Referring expression data ->
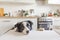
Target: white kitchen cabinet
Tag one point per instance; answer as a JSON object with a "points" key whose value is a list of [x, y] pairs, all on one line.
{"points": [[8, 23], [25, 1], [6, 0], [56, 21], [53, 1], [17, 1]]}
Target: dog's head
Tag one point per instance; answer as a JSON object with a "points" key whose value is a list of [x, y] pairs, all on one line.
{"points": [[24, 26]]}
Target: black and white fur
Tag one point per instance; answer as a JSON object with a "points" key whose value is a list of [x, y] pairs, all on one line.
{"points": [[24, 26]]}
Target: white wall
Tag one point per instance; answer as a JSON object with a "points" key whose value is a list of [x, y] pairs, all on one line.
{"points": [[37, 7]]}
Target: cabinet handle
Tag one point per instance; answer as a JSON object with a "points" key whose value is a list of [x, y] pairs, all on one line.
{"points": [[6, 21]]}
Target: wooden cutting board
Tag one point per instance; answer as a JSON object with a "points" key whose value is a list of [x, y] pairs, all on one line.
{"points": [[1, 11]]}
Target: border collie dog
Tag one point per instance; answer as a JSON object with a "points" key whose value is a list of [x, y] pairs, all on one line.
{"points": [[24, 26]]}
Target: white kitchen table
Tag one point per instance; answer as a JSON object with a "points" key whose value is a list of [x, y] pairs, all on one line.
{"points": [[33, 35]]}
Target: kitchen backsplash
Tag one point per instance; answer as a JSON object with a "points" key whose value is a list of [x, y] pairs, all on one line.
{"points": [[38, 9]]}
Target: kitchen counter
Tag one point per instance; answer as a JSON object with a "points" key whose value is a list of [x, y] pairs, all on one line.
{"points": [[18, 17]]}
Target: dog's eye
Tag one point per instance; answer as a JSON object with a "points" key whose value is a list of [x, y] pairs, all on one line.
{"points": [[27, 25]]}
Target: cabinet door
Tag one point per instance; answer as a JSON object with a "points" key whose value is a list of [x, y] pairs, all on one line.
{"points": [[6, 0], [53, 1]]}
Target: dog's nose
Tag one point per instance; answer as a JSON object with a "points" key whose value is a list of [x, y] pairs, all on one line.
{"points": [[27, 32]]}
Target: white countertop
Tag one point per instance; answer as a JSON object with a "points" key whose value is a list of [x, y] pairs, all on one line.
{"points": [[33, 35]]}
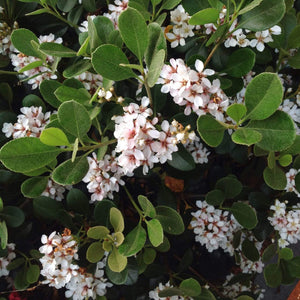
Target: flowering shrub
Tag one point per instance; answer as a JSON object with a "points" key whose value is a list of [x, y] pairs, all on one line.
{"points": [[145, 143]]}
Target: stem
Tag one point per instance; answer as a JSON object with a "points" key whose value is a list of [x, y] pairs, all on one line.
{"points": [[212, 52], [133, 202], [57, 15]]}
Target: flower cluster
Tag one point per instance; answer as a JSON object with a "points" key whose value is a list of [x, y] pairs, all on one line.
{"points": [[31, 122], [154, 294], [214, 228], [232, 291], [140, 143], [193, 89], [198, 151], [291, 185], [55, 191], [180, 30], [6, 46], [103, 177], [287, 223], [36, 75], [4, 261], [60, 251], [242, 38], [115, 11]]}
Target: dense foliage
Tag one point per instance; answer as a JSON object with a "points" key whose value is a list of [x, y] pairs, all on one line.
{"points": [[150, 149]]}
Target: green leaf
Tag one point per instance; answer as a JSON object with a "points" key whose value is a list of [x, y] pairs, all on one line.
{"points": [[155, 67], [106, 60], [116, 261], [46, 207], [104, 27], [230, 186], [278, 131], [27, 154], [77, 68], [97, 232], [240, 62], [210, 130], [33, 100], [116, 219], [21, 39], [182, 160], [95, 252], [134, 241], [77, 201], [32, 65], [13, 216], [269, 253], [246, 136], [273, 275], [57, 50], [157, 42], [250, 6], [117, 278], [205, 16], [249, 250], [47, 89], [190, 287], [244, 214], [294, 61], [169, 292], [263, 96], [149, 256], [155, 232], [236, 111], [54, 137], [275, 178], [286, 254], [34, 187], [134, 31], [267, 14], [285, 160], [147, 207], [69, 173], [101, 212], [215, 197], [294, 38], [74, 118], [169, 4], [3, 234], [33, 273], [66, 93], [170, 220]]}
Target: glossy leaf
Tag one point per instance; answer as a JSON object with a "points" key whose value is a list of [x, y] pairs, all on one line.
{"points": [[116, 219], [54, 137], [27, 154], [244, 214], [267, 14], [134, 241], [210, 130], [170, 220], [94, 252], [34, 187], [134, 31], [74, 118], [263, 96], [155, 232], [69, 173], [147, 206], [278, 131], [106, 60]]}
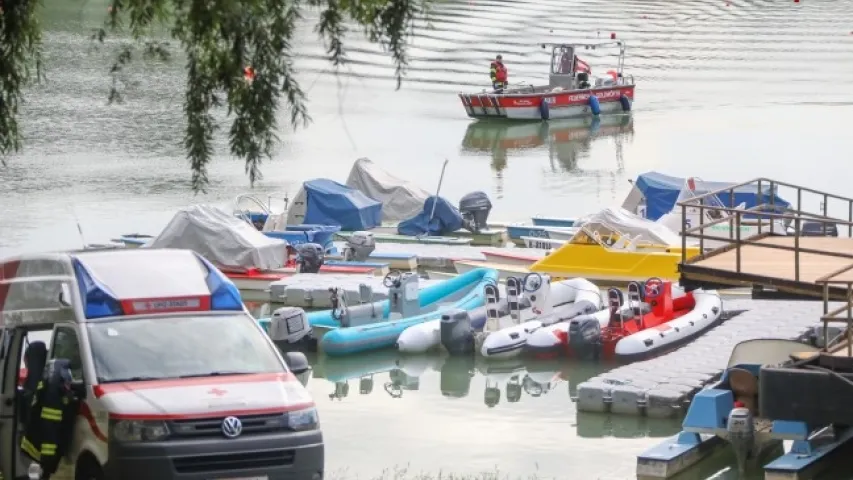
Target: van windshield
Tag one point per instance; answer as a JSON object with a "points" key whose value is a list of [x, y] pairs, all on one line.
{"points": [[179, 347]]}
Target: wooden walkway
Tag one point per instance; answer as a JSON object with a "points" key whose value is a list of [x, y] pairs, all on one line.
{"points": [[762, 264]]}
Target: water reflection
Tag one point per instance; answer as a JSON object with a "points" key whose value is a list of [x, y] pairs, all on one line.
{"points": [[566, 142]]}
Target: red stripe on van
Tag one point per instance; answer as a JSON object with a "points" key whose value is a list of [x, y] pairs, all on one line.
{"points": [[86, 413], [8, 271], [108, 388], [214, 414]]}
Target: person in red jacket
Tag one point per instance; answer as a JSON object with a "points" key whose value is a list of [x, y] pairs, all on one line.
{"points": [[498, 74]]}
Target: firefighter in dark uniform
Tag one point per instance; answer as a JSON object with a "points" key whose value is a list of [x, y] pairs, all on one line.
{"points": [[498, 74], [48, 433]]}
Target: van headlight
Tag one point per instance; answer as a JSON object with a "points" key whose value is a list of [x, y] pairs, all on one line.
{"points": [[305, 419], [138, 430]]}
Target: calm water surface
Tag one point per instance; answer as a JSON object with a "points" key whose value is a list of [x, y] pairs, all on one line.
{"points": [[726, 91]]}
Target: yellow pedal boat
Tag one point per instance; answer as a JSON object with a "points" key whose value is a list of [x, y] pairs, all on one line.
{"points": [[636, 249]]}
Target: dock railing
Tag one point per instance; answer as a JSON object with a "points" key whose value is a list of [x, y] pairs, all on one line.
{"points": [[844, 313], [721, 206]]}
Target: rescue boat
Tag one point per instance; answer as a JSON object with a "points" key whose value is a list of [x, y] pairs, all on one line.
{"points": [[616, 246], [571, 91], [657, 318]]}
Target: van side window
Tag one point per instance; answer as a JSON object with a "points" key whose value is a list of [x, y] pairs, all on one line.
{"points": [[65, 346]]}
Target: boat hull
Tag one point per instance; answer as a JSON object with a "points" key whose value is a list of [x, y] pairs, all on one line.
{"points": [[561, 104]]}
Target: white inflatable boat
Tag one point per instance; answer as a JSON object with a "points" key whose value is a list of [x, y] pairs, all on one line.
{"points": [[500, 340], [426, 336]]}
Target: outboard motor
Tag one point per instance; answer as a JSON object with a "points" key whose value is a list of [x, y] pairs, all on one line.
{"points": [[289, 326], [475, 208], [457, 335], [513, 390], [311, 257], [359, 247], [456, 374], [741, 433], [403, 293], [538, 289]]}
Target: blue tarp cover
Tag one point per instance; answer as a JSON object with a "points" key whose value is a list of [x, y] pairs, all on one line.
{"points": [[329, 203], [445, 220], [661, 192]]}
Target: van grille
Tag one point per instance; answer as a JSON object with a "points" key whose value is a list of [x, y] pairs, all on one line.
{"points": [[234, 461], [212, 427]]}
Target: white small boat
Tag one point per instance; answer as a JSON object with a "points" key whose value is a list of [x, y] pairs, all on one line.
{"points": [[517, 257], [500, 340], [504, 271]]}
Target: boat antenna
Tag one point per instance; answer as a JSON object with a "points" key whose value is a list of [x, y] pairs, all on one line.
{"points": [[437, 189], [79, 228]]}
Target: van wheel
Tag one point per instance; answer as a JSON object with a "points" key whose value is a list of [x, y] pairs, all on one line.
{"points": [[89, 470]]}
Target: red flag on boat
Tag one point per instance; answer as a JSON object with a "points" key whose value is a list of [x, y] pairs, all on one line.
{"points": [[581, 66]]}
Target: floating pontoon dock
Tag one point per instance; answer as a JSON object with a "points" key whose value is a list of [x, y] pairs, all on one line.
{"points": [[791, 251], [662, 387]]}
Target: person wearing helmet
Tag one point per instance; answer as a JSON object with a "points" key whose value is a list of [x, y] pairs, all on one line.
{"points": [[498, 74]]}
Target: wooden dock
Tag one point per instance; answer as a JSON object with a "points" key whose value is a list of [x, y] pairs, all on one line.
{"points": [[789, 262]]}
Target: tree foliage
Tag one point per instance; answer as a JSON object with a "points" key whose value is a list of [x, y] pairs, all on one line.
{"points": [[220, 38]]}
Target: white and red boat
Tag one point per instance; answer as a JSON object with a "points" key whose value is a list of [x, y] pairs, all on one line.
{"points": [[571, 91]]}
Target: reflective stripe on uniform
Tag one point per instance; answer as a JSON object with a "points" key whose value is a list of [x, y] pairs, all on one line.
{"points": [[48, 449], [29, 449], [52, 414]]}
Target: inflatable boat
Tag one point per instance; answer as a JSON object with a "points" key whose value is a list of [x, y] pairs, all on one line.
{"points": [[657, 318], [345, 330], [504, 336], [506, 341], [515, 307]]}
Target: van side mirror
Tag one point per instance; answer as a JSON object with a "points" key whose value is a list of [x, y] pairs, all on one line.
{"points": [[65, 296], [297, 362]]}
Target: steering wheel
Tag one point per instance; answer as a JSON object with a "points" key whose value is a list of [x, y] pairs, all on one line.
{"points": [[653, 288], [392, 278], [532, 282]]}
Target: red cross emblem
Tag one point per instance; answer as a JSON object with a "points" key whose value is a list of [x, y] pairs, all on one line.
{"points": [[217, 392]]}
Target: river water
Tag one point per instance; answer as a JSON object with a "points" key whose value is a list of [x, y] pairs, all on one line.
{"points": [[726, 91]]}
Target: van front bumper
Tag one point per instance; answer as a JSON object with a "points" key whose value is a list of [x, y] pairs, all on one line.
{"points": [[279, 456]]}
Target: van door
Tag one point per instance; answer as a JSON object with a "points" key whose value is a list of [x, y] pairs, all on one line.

What is needed -> Your answer should consist of the lines from the line with "Target: tree foliage" to the line with "Target: van side mirror" above, repeated exactly, both ends included.

Task result ->
Target: tree foliage
Tag one point per instance; answer as a JSON object with a "points" key whose value is a list of [x, y] pairs, all on one line.
{"points": [[220, 38]]}
Target: white and red boat
Tag one point per instance; answer as a JSON object with a "points" key whose value is a list of [x, y] pairs, all on one line.
{"points": [[571, 91]]}
Target: reflective stripe on uniform
Tag one point per instance; answer as a JSON object with a "points" key whose value is a list of [x, y] pairs, all on one line.
{"points": [[48, 449], [29, 449], [52, 414]]}
Target: inflatable boat
Tag one point per instance; answer as a JSON object with a "points" key whose value is a list of [x, y] pairs, all on one line.
{"points": [[657, 318], [345, 330], [504, 336], [506, 341], [515, 307]]}
Target: van side mirror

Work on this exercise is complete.